# SET EXERCISE A
Name every person the article on Iran at the U.N. mentions by name.

One year after threatening to destroy North Korea and mocking Kim Jong Un as “Rocket Man,” President Donald Trump and his top officials have turned their ire on a new target at this year’s United Nations General Assembly: Iran.
But between threats to “come after you” and invitations to sit down with no preconditions, the administration’s Iran policy has been driving divisions with and confusion among European allies still rankled by Trump’s decision to withdraw the U.S. from the Iran nuclear deal, also known as the Joint Comprehensive Plan of Action (JCPOA).
Those divisions could be on open display Wednesday as Trump chairs a special U.N. Security Council meeting focused broadly on nonproliferation, but where he is expected to blast Iran once again.
During his address at the U.N. Tuesday, Trump called on “all nations to isolate Iran’s regime as long as its aggression continues” as part of a “maximum pressure” campaign meant to ultimately drive Iran back to the negotiating table to get a new, more comprehensive deal.
Instead, Iranian President Hassan Rouhani has had a full week of meetings on the sidelines of the General Assembly, including with U.S. allies French President Emmanuel Macron and Japanese Prime Minister Shinzo Abe.
Less than 24 hours before Trump’s speech, the European Union announced that along with Russia, China and Iran, it would create a special payment system to protect financial transactions with Iran from U.S. sanctions.
Threats and accusations against allies
Secretary of State Mike Pompeo and National Security Adviser John Bolton served as the administration’s attack dogs on that issue. While Iran met with the remaining parties of the JCPOA at U.N. headquarters Monday, both men spoke Tuesday off-campus at not a U.N.-sponsored event, but a summit organized by the political group United Against a Nuclear Iran.

# TASK MATERIAL
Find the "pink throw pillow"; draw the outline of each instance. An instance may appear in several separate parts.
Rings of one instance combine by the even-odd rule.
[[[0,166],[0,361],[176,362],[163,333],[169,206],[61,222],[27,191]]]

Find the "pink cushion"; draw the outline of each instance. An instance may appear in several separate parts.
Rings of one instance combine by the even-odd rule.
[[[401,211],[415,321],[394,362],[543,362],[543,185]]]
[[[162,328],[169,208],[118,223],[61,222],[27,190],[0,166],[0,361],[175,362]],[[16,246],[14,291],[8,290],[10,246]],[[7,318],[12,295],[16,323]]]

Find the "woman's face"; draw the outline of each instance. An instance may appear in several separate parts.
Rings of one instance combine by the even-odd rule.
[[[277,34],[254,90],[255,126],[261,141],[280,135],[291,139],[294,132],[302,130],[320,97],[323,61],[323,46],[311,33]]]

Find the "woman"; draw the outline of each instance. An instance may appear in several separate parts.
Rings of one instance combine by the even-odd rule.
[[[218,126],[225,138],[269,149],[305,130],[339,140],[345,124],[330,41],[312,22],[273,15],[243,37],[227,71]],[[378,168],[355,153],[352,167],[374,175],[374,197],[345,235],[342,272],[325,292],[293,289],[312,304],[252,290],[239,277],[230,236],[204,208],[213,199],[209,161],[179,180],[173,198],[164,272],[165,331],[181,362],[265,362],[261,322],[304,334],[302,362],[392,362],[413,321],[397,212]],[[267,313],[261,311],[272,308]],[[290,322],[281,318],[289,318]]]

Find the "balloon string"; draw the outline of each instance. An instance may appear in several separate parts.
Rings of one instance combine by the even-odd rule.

# SET EXERCISE B
Show every line of the records above that contains the string "woman", treating case as significant.

# PROBLEM SOLUTION A
Donald Trump, Kim Jong Un, Hassan Rouhani, Emmanuel Macron, Shinzo Abe, Mike Pompeo, John Bolton

# PROBLEM SOLUTION B
Find the "woman's face"; draw the outline of each instance. An instance may appear in several separate parts.
Find the "woman"; draw the outline of each instance. An instance may appear in several separate parts.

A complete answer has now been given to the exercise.